▶ [Texto para leitura]:
=-=-=

Hang é aliado de Bolsonaro e costuma propagar um discurso nacionalista em suas manifestações e nas peças publicitárias da sua empresa, e uma de suas marcas pessoais é o uso de vestimentas nas cores verde e amarela, da bandeira brasileira.

Ele é alvo da CPI da Covid, que apura seu papel no incentivo ao uso de medicamentos sem eficácia contra a covid-19, e investigado pelo Supremo em um inquérito sobre o financiamento de redes de distribuição de notícias falsas para atacar instituições democráticas.

CPI da Covid Luciano Hang senador Marcos Rogério
Luciano Hang na CPI da Covid abraça o senador Marcos Rogério/Arquivo/Roque de Sá/Agência Senado



Otávio Fakhoury

Outra pessoa no alvo da CPI da Covid que apareceu nos Pandora Papers é o empresário Otávio Fakhoury. Ele é investigado pela comissão e em inquéritos no Supremo sobre o financiamento da divulgação de notícias falsas e organização de atos antidemocráticos.

=-=-=

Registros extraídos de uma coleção
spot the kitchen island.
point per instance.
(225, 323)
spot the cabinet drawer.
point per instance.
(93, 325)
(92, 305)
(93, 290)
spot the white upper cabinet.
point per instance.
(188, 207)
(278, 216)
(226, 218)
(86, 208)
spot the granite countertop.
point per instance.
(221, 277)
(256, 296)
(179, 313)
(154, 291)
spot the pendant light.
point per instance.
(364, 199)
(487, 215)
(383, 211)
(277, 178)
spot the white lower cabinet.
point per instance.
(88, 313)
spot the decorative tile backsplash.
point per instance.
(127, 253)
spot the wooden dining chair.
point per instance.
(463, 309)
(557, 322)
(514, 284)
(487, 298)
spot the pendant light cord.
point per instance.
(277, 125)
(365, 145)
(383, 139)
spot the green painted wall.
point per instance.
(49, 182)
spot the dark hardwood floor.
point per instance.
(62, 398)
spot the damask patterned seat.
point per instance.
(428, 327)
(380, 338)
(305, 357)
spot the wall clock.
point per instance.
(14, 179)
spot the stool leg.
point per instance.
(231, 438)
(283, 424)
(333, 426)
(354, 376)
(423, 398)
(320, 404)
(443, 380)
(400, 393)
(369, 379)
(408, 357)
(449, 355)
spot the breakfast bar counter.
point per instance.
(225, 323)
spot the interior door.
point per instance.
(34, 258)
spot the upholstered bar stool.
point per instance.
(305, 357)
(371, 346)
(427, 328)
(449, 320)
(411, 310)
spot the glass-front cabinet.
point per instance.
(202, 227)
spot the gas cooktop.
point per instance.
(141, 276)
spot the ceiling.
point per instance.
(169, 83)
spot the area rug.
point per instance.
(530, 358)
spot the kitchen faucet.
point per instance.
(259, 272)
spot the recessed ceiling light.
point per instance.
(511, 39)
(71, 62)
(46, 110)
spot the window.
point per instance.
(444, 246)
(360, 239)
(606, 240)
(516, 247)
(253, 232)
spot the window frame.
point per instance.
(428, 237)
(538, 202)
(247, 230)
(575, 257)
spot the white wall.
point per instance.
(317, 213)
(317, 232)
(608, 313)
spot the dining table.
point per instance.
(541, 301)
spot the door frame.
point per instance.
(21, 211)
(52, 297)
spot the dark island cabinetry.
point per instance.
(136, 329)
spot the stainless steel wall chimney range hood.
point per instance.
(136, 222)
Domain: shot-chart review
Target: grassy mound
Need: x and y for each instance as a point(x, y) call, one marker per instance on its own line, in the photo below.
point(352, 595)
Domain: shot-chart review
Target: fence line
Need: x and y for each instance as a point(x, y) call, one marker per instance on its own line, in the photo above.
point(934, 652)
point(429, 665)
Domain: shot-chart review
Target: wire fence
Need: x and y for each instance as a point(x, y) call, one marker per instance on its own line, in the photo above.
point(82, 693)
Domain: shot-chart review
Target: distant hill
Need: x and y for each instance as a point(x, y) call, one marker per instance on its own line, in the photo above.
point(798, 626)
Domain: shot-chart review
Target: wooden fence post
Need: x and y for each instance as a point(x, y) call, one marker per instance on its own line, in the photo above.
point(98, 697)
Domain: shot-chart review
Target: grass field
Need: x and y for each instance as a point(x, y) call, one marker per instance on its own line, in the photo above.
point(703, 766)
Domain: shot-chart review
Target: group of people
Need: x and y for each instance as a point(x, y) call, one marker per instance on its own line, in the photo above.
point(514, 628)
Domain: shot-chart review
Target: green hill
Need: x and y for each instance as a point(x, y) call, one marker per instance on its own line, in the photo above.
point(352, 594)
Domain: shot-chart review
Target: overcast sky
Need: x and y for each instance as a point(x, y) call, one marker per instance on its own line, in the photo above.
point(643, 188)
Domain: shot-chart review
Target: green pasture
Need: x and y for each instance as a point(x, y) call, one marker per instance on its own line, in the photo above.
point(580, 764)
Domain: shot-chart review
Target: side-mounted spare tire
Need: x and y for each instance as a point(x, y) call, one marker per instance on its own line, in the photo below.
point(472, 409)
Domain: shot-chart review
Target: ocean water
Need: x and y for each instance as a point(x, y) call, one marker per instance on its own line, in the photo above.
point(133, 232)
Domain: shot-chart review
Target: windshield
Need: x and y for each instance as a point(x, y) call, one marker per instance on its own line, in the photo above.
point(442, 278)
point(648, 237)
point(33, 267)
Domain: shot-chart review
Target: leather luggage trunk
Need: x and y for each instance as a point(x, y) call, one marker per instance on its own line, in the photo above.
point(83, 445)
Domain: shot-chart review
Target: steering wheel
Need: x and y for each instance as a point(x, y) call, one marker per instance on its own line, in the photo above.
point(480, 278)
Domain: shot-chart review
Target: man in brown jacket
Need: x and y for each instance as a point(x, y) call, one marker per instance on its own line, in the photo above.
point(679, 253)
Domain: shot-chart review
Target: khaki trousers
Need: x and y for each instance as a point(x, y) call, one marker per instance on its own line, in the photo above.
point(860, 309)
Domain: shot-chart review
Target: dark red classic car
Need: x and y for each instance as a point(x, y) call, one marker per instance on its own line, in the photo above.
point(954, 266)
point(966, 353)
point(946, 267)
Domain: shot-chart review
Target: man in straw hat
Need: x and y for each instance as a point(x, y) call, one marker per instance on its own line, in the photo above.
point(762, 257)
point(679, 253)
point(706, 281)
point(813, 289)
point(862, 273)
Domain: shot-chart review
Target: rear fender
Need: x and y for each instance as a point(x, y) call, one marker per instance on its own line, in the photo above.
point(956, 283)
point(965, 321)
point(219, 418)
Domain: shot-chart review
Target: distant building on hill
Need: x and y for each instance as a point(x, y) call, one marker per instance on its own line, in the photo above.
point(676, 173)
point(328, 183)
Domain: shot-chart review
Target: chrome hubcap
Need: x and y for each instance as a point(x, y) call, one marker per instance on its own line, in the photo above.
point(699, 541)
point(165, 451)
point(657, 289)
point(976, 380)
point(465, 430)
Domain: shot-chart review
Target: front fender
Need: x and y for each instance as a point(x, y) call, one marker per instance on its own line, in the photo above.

=-=-=

▶ [Tarefas]:
• A. Segundo o texto sobre Luciano Hang e Otávio Fakhoury, quais cores costumam aparecer nas roupas de Hang?
• B. Retome o texto sobre Luciano Hang e Otávio Fakhoury a partir do ponto em que ele termina.

▶ [Respostas por item]:
• A. Verde e amarelo, as cores da bandeira brasileira.

• B.
Ele atua no ramo imobiliário e foi militante do grupo Vem Pra Rua durante os protestos pelo impeachment de Dilma. Fakhoury também é um dos idealizadores do partido Aliança pelo Brasil, que Bolsonaro tentou criar, mas que ainda não obteve o número mínimo de assinaturas necessárias.

O empresário é sócio de uma offshore sediada no Panamá, com ativos que chegam a 3 milhões de dólares (R$ 16 milhões), segundo os documentos dos Pandora Papers, e de outra empresa nas Ilhas Virgens Britânicas, constituída em maio de 2009 com capital inicial de 50 mil dólares (R$ 272 mil).

Ele afirmou à Agência Pública que a offshore é declarada e apresentou comprovantes da declaração de Imposto de Renda confirmando isso, e que a usa como uma estratégia de “planejamento fiscal”.

Durante o depoimento de Fakhoury à CPI, na última quinta-feira, o senador Humberto Costa (PT-PE) afirmou que parte do dinheiro que teria financiado sites e blogueiros que disseminam notícias falsas no Brasil viria de offshores, conforme indicam quebras de sigilo bancário.

Irmãos Parrillo

Os irmãos Andrea, Fernando e Eduardo Parrillo, donos da operadora de saúde Prevent Senior, que está sob investigação da CPI e do Ministério Público sobre a prescrição de remédios sem eficácia contra a covid-19 e ocultação de mortes pela doença em atestados de óbito, são outros brasileiros identificados nos Pandora Papers.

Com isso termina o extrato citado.